_Task item_
Restate verbatim the span of lines below between the line with "Target: backpack" and the line with "Locate the hiker;", including those two lines, and only that span.

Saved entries
"""
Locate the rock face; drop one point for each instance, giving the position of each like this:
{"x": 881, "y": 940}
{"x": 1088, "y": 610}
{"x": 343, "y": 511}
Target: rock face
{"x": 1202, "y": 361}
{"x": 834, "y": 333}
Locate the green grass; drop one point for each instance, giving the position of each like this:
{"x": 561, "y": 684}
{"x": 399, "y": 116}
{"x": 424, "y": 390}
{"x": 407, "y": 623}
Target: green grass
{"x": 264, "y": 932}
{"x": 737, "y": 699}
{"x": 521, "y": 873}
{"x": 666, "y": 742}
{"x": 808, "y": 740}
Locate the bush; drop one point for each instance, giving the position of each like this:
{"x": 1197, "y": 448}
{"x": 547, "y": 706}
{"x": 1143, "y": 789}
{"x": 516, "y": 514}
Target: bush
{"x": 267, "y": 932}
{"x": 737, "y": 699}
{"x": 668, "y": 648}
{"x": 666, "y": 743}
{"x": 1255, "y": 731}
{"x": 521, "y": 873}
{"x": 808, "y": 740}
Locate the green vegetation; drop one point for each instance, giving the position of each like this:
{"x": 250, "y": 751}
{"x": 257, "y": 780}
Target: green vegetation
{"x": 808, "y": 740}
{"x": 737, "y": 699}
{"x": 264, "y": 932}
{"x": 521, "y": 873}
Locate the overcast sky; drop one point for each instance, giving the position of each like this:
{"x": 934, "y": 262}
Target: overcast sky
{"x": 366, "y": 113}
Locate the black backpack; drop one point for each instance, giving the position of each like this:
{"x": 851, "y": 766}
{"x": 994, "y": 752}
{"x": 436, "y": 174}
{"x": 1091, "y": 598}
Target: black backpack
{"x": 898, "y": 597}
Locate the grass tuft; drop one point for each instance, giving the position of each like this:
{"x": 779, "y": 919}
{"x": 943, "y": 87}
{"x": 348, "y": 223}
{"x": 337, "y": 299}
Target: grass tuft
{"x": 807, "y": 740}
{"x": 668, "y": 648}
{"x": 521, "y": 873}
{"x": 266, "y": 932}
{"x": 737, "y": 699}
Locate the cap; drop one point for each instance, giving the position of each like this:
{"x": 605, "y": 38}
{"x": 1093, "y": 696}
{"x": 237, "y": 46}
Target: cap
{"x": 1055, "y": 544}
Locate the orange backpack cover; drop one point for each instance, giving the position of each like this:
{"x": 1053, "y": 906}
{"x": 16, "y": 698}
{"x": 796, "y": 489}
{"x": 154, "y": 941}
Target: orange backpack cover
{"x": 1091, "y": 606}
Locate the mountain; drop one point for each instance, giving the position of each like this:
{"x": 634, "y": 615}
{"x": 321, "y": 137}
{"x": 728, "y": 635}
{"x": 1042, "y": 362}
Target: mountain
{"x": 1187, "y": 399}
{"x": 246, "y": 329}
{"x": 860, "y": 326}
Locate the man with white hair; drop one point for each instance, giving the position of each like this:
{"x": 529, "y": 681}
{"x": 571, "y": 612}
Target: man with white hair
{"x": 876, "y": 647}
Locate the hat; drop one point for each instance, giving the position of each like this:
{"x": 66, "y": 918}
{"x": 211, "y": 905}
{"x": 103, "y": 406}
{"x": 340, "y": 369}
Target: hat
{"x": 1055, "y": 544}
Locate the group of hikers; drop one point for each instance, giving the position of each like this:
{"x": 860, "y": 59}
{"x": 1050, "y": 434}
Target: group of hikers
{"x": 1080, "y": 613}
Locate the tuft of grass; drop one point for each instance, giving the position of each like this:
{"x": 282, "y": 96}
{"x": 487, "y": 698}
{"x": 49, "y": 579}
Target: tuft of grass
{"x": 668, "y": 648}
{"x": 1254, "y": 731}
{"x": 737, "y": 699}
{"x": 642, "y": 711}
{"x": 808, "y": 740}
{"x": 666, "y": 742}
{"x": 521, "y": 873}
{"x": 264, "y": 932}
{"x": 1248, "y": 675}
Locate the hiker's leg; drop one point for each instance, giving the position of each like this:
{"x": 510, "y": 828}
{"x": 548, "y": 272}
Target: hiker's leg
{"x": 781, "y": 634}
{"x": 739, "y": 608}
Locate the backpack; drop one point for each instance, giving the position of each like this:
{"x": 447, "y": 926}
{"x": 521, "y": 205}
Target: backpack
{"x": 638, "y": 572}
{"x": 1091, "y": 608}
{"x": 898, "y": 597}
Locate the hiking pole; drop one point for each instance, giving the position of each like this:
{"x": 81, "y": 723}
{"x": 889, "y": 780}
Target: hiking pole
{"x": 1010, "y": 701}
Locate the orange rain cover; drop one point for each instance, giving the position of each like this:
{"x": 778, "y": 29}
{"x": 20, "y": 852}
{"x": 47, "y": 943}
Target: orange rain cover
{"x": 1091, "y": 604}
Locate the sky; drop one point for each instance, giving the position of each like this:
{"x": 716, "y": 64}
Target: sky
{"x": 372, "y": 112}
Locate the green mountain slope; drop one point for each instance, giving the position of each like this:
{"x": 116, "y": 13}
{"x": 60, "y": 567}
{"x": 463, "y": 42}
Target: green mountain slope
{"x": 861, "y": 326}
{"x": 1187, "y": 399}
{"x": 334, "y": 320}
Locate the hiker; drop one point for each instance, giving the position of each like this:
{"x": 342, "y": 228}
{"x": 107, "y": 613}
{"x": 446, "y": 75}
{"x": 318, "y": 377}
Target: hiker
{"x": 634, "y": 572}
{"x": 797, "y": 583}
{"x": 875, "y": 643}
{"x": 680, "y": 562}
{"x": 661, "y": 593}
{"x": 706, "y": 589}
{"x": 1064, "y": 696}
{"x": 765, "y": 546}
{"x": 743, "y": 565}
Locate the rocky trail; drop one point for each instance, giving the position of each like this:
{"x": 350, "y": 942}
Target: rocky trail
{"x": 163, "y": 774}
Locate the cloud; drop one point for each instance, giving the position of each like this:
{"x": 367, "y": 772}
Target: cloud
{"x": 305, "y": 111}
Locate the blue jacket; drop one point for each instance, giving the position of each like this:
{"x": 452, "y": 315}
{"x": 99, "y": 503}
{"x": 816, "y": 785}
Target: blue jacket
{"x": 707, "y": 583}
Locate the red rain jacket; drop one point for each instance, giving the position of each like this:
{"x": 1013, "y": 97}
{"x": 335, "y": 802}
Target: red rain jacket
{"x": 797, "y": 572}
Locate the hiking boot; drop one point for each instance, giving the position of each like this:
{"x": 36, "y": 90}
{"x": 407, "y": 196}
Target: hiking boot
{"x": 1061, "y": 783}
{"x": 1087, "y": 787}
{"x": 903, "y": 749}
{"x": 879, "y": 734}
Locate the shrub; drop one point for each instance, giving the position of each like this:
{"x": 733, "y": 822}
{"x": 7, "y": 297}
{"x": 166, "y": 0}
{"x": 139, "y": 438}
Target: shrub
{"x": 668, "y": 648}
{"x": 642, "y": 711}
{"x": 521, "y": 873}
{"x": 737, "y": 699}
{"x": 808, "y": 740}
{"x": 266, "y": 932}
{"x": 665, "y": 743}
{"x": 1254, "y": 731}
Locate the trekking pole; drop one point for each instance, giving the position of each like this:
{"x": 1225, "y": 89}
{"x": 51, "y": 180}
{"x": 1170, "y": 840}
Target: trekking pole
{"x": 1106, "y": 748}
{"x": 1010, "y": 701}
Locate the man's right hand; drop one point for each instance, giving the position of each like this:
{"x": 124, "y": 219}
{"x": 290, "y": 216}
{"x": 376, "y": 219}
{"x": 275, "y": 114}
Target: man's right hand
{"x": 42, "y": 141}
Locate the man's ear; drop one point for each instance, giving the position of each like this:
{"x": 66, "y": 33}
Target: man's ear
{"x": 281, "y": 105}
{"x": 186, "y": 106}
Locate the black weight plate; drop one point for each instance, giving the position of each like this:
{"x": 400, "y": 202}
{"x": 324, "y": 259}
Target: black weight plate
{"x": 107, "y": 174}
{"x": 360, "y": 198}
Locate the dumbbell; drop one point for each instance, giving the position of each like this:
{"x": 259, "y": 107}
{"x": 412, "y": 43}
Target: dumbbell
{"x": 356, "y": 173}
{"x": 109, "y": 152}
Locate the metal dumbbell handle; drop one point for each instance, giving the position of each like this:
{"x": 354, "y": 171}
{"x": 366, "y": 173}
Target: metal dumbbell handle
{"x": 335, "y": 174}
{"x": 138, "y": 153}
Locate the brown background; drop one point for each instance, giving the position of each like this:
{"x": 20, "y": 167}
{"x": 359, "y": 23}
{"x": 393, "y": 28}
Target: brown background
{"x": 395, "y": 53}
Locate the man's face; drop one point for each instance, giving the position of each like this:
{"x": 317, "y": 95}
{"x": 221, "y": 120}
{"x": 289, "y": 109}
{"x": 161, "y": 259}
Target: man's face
"""
_Completed exercise_
Target: backpack
{"x": 638, "y": 572}
{"x": 1091, "y": 608}
{"x": 898, "y": 597}
Locate the hiking pole; drop one point for each instance, giving the position of each like this:
{"x": 81, "y": 723}
{"x": 889, "y": 780}
Target: hiking pole
{"x": 1010, "y": 701}
Locate the orange rain cover; drop one point for each instance, giving the position of each like this:
{"x": 778, "y": 29}
{"x": 20, "y": 852}
{"x": 47, "y": 943}
Target: orange rain cover
{"x": 1091, "y": 604}
Locate the sky; drop one point for each instance, giving the position of each like this:
{"x": 716, "y": 64}
Target: sky
{"x": 372, "y": 112}
Locate the green mountain slope; drop one point for each instance, giving the position of each like this:
{"x": 116, "y": 13}
{"x": 60, "y": 567}
{"x": 463, "y": 42}
Target: green mountain slope
{"x": 861, "y": 326}
{"x": 1187, "y": 399}
{"x": 334, "y": 320}
Locate the hiker; drop one point for each instance, giving the position of each like this:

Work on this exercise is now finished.